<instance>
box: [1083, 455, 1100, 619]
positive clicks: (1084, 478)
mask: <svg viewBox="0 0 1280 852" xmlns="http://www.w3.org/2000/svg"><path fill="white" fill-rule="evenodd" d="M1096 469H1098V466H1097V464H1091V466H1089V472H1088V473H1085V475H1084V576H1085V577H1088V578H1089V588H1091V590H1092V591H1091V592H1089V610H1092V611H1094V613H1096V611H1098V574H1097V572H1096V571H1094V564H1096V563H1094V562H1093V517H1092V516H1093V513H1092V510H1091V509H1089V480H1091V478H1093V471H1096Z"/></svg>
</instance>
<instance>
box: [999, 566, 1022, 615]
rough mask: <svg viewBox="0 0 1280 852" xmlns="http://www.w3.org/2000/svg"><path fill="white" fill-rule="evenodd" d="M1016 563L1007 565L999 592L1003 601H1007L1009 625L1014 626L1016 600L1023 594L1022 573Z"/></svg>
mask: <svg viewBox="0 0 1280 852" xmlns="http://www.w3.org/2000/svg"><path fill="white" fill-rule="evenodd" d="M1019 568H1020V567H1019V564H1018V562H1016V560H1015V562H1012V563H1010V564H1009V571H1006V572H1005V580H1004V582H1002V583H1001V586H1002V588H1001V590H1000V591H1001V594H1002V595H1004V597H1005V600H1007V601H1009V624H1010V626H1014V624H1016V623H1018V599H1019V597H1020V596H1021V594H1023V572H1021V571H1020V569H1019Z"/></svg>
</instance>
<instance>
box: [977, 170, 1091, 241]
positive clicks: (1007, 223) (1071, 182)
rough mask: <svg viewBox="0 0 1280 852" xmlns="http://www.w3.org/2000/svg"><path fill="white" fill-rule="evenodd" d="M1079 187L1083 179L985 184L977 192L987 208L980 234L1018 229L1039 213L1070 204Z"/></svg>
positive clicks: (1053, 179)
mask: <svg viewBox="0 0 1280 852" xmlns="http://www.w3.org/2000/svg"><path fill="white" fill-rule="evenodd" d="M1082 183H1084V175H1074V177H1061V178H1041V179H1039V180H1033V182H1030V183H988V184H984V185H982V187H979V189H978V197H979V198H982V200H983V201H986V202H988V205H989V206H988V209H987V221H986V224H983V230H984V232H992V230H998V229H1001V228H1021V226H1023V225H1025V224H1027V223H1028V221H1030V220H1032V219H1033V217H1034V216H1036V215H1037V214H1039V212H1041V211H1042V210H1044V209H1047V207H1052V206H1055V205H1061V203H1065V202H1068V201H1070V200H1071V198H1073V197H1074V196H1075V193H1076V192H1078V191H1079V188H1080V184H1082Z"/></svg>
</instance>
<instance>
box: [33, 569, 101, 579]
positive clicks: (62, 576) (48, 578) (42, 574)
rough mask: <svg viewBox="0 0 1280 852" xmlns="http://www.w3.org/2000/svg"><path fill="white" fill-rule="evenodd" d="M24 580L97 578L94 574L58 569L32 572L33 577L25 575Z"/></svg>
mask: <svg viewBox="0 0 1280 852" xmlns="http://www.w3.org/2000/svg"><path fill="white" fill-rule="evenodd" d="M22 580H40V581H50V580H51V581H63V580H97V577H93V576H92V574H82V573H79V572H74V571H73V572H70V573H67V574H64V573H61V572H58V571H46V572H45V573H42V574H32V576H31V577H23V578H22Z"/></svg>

**EXERCISE INSTRUCTIONS**
Each record must be returned in full and exactly.

**SOLUTION TO THIS TASK**
<instance>
box: [1083, 455, 1100, 619]
positive clicks: (1084, 478)
mask: <svg viewBox="0 0 1280 852" xmlns="http://www.w3.org/2000/svg"><path fill="white" fill-rule="evenodd" d="M1096 469H1098V466H1097V464H1091V466H1089V472H1088V473H1085V475H1084V576H1085V577H1088V578H1089V588H1091V590H1092V591H1091V592H1089V610H1092V611H1094V613H1096V611H1098V574H1097V572H1096V571H1094V564H1096V563H1094V562H1093V517H1092V516H1093V513H1092V510H1091V509H1089V480H1091V478H1093V471H1096Z"/></svg>
</instance>
<instance>
box: [999, 566, 1022, 615]
rough mask: <svg viewBox="0 0 1280 852" xmlns="http://www.w3.org/2000/svg"><path fill="white" fill-rule="evenodd" d="M1016 563L1007 565L999 592L1003 601H1007L1009 625L1014 626L1016 600L1023 594L1022 573Z"/></svg>
mask: <svg viewBox="0 0 1280 852" xmlns="http://www.w3.org/2000/svg"><path fill="white" fill-rule="evenodd" d="M1019 568H1020V567H1019V564H1018V562H1016V560H1015V562H1012V563H1010V564H1009V571H1006V572H1005V580H1004V582H1002V583H1001V586H1002V588H1001V590H1000V591H1001V594H1002V595H1004V597H1005V600H1007V601H1009V624H1010V626H1014V624H1016V623H1018V599H1019V597H1020V596H1021V594H1023V572H1021V571H1020V569H1019Z"/></svg>
</instance>
<instance>
box: [977, 170, 1091, 241]
positive clicks: (1007, 223) (1071, 182)
rough mask: <svg viewBox="0 0 1280 852" xmlns="http://www.w3.org/2000/svg"><path fill="white" fill-rule="evenodd" d="M1079 187L1083 179L985 184L977 192L987 208L980 234L1018 229L1039 213L1070 204Z"/></svg>
positive clicks: (1053, 179)
mask: <svg viewBox="0 0 1280 852" xmlns="http://www.w3.org/2000/svg"><path fill="white" fill-rule="evenodd" d="M1082 183H1084V175H1074V177H1061V178H1041V179H1039V180H1033V182H1030V183H988V184H984V185H982V187H979V189H978V197H979V198H982V200H983V201H986V202H988V205H989V206H988V209H987V221H986V224H983V230H984V232H992V230H998V229H1001V228H1021V226H1023V225H1025V224H1027V223H1028V221H1030V220H1032V219H1033V217H1034V216H1036V215H1037V214H1039V212H1041V211H1042V210H1044V209H1047V207H1052V206H1055V205H1061V203H1065V202H1068V201H1070V200H1071V198H1073V197H1074V196H1075V193H1076V192H1078V191H1079V188H1080V184H1082Z"/></svg>
</instance>
<instance>
box: [33, 569, 101, 579]
positive clicks: (62, 576) (48, 578) (42, 574)
rough mask: <svg viewBox="0 0 1280 852" xmlns="http://www.w3.org/2000/svg"><path fill="white" fill-rule="evenodd" d="M24 580L97 578L94 574L58 569L32 572L33 577L25 575Z"/></svg>
mask: <svg viewBox="0 0 1280 852" xmlns="http://www.w3.org/2000/svg"><path fill="white" fill-rule="evenodd" d="M22 580H40V581H50V580H51V581H63V580H97V577H93V576H92V574H82V573H79V572H74V571H73V572H70V573H67V574H64V573H61V572H58V571H46V572H45V573H42V574H32V576H31V577H23V578H22Z"/></svg>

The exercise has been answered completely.